*DOCUMENT EXCERPT:*
------

THE LATE ZHOU (722–256 B.C.E.)
By the sixth century, the Zhou dynasty was beginning to falter. According to traditional sources, its beginning was glorious, starting about
1045 when King Wu (Woo) claimed the Mandate of Heaven, ousted the
wicked last king of the Shang dynasty, and established a new regime.
Finding that his kingdom was too large to govern by himself, he divided
it into smaller territories and appointed local rulers whom he allowed to
run their own lands as they saw fit, so long as they provided him with
military and financial assistance on request. Of course, the people he
trusted enough to make dukes (basically junior kings) were his relatives,
and he had a lot of them. In addition, as new territories were brought
into the Chinese cultural sphere, new states were created, and the kings
of Zhou made sure the rulers of those regions were bound to the royal
house by marriage ties and ritual oaths of allegiance. By the beginning
of the eighth century, there were some two hundred states, most fairly
small.

------

(Named region outline records)

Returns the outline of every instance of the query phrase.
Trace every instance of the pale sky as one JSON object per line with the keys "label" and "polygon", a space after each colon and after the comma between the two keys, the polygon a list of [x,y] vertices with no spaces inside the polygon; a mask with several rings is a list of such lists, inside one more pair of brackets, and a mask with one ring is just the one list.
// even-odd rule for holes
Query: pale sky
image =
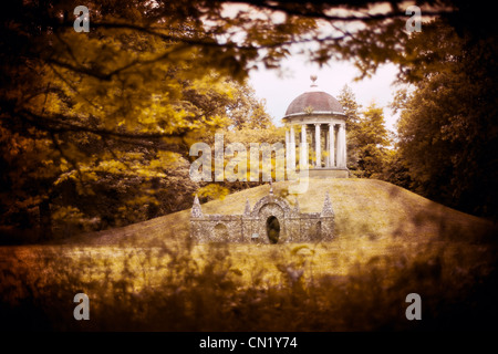
{"label": "pale sky", "polygon": [[397,115],[393,116],[388,108],[397,90],[393,85],[397,73],[394,65],[383,65],[374,76],[357,82],[354,79],[360,72],[349,62],[331,62],[320,69],[317,64],[307,63],[305,58],[294,56],[283,61],[281,67],[284,72],[283,77],[278,71],[259,70],[250,72],[249,81],[257,96],[267,101],[267,112],[277,125],[281,125],[281,118],[292,100],[310,88],[310,75],[315,74],[319,88],[334,97],[338,97],[344,84],[347,84],[362,108],[366,108],[375,101],[377,106],[384,108],[386,127],[394,131],[393,124]]}

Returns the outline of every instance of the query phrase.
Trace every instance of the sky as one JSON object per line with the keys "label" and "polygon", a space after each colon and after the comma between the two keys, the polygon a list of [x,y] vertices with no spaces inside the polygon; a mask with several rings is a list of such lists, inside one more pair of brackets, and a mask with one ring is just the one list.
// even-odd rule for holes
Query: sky
{"label": "sky", "polygon": [[398,88],[393,85],[397,73],[393,64],[381,66],[375,75],[362,81],[354,81],[360,71],[350,62],[331,62],[319,67],[318,64],[307,63],[305,58],[300,55],[282,61],[281,71],[283,75],[279,75],[277,70],[251,71],[249,75],[256,95],[266,100],[267,112],[277,125],[281,125],[281,118],[292,100],[310,88],[310,75],[314,74],[318,76],[318,87],[334,97],[338,97],[344,84],[347,84],[362,108],[366,108],[374,101],[377,106],[384,108],[386,127],[394,131],[397,115],[393,115],[388,108]]}

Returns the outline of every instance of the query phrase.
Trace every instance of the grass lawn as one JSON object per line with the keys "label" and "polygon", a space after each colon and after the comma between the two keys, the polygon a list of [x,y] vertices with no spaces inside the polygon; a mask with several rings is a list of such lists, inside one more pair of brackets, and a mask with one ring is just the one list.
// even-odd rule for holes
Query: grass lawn
{"label": "grass lawn", "polygon": [[[274,192],[293,204],[288,183]],[[260,186],[203,205],[241,214]],[[56,244],[0,248],[0,315],[10,329],[349,331],[496,329],[491,225],[387,183],[311,180],[301,211],[329,191],[331,242],[194,244],[189,210]],[[91,321],[73,319],[74,294]],[[407,321],[408,293],[423,320]]]}

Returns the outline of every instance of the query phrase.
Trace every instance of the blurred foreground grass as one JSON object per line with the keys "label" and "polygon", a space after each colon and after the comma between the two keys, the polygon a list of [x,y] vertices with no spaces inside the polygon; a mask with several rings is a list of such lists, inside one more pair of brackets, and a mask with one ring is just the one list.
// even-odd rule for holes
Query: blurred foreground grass
{"label": "blurred foreground grass", "polygon": [[[9,330],[371,331],[496,329],[495,244],[9,247]],[[378,251],[383,250],[383,251]],[[73,298],[90,296],[90,321]],[[422,296],[422,321],[405,298]]]}
{"label": "blurred foreground grass", "polygon": [[[194,244],[185,210],[65,244],[0,248],[0,319],[8,330],[491,330],[497,241],[483,219],[374,180],[314,180],[299,197],[336,214],[326,243]],[[261,186],[203,205],[241,212]],[[287,197],[286,184],[276,194]],[[76,293],[90,321],[75,321]],[[408,321],[408,293],[422,321]]]}

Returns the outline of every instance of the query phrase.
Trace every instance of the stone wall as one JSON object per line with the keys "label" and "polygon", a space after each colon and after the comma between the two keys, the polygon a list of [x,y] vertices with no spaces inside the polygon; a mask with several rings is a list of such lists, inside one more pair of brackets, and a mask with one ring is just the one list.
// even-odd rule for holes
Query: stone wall
{"label": "stone wall", "polygon": [[329,195],[322,212],[302,214],[299,205],[291,209],[286,199],[272,194],[261,198],[243,215],[204,215],[196,197],[190,217],[190,237],[198,242],[259,242],[270,243],[268,220],[274,217],[280,226],[278,243],[332,240],[334,214]]}

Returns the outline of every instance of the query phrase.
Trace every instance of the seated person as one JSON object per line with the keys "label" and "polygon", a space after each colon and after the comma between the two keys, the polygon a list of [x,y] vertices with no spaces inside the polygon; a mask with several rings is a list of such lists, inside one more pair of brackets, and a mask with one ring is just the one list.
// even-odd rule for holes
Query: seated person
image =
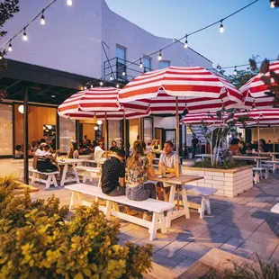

------

*GOAL 1:*
Answer these questions using the passage on the late Zhou dynasty:
(a) About what year did King Wu claim the Mandate of Heaven?
(b) What did local rulers have to give the king on request?
(c) How many states existed by the beginning of the eighth century?
*GOAL 2:*
Resume the passage on the late Zhou dynasty after its last sentence and write its next paragraph.

*TASK RESPONSE 1:*
(a) About 1045.
(b) Military and financial assistance.
(c) Some two hundred, most of them fairly small.

*TASK RESPONSE 2:*
This system, similar to the feudalism of medieval Europe, worked well
enough for several centuries, but as kingdoms were passed from generation to generation, the ties of kinship weakened, the kings of Zhou were
no longer able to enforce order, and states began to compete with one
another for resources and for territory. “Compete” is actually a euphemism for warfare, and the later Zhou dynasty was characterized by incessant, bloody fighting as states attempted to destroy or annex each
other. At the beginning of the Spring and Autumn Era (722–481; named
for a history of the state of Lu that organized events by seasons and years),
there were still some one hundred and seventy states but by the fifth
century, unrelenting warfare had reduced their number to about forty.
The aptly named Warring States Era (403–221) started with seven major
states and ended with one when the state of Qin finally brought all of China under its control. Over the last five centuries of the Zhou dynasty,
four out of every five years saw warfare between major states.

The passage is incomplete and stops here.